**Your assignment:** Rewrite the material from the line with "Each <instance> block" up to and including the line with "box: [0, 88, 1180, 295]", changing "positive clicks" to "foreground clicks" and leaving everything else as it is. Return only those lines.
□ □ □ □ □
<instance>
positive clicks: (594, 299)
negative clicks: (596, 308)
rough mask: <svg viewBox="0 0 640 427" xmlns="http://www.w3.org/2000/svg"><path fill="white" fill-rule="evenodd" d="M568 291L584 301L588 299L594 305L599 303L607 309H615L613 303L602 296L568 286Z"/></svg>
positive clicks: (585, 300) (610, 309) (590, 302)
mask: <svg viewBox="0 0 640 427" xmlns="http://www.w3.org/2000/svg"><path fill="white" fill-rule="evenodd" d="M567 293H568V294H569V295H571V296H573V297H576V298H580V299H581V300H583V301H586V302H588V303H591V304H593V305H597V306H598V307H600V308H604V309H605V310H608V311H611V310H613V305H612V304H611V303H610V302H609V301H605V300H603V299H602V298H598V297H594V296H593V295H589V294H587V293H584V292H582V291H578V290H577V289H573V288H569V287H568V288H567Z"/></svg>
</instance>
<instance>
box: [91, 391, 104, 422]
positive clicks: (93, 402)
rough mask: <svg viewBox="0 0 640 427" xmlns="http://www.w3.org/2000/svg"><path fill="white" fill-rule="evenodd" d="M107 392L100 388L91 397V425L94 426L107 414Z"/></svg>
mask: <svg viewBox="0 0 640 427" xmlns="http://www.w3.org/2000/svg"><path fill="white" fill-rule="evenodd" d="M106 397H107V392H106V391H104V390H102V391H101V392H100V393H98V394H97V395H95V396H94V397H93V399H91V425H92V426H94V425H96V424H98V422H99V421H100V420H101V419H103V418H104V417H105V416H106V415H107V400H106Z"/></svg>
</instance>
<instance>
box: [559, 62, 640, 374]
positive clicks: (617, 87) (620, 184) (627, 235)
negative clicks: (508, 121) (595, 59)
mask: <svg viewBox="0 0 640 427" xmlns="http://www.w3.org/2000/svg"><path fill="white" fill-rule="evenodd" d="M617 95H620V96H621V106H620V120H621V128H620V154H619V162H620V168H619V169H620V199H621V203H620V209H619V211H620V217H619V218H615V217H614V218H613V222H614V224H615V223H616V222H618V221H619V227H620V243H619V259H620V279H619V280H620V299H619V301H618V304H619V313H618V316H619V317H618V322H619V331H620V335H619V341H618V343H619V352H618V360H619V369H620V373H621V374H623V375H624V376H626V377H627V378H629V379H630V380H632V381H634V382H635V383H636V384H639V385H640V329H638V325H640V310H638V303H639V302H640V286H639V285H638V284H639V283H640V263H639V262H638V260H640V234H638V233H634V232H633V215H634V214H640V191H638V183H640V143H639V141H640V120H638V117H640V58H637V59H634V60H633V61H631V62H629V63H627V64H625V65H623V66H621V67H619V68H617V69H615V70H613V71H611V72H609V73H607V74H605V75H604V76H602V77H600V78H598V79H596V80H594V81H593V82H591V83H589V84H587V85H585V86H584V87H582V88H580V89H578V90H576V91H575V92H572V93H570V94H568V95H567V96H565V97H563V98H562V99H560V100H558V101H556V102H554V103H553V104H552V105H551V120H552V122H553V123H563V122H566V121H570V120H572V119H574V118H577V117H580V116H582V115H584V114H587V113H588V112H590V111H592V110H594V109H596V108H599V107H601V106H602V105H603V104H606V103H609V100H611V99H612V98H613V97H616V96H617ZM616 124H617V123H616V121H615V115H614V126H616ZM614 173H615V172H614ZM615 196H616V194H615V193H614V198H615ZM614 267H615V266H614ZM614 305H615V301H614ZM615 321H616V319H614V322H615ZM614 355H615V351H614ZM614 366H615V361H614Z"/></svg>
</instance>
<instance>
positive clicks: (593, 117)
□ □ □ □ □
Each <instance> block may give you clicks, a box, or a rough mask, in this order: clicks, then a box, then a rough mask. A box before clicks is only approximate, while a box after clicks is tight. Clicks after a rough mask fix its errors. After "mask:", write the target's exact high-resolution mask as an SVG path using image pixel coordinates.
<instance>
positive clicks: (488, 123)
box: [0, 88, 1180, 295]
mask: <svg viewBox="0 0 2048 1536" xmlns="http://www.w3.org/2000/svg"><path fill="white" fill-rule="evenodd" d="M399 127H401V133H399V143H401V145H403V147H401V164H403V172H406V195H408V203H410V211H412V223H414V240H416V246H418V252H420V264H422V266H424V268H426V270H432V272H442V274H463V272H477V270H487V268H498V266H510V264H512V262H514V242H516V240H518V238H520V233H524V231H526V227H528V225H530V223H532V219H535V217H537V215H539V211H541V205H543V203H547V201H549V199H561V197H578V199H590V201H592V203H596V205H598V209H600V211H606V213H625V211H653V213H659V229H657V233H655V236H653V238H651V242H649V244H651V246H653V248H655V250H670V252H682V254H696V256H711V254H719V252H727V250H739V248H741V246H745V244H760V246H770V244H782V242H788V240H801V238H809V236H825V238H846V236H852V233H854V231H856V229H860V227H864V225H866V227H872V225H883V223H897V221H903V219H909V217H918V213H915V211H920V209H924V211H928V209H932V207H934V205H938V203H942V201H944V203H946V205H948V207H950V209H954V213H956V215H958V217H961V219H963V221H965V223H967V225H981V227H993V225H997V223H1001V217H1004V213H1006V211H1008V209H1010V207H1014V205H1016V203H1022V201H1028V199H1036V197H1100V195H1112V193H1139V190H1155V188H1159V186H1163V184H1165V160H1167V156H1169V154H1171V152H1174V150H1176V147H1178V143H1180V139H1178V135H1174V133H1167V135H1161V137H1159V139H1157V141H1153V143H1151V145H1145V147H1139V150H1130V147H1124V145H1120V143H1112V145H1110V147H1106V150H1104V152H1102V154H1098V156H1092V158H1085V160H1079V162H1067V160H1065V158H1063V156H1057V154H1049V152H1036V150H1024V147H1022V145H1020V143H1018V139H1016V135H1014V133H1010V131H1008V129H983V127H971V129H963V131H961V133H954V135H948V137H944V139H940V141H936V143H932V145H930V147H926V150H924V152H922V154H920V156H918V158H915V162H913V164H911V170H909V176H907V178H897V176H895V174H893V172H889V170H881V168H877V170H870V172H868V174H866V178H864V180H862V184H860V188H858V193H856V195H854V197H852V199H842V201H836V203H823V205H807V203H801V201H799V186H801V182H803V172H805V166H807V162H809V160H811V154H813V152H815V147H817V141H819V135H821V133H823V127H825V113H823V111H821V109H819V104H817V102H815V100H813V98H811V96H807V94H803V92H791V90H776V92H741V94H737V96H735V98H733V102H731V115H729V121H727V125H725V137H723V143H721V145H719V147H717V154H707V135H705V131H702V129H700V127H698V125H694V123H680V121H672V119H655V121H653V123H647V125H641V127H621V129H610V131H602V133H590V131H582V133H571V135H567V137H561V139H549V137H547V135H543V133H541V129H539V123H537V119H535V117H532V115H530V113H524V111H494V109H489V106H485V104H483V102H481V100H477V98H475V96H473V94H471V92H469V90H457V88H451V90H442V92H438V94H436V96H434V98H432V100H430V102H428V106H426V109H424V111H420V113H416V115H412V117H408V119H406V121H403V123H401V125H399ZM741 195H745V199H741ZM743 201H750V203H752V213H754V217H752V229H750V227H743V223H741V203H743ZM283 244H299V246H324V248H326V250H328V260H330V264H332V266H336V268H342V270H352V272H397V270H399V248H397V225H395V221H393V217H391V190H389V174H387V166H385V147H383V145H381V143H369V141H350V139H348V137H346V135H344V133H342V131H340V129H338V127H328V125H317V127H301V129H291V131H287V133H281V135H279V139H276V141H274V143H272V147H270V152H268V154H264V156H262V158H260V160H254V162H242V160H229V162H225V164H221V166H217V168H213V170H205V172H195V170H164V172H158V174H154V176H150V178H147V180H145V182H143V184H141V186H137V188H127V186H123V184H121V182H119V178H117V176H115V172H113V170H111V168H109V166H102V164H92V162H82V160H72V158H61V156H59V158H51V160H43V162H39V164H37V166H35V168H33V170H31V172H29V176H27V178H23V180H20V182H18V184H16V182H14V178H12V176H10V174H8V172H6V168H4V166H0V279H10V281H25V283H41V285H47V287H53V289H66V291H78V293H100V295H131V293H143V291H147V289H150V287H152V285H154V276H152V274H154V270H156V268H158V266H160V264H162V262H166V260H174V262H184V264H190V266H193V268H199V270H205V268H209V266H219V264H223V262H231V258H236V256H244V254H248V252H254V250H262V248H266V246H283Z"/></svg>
□ □ □ □ □
**Expected answer:**
Each <instance> block may give you clicks, a box, or a rough mask, in this order: clicks, then a box, then a rough mask. A box before clicks is only approximate, while a box after clicks is tight. Clicks after a rough mask fix its errors. After "mask:", write the target's exact high-resolution mask as an SVG path using image pixel coordinates.
<instance>
foreground clicks: (488, 123)
box: [0, 88, 1180, 295]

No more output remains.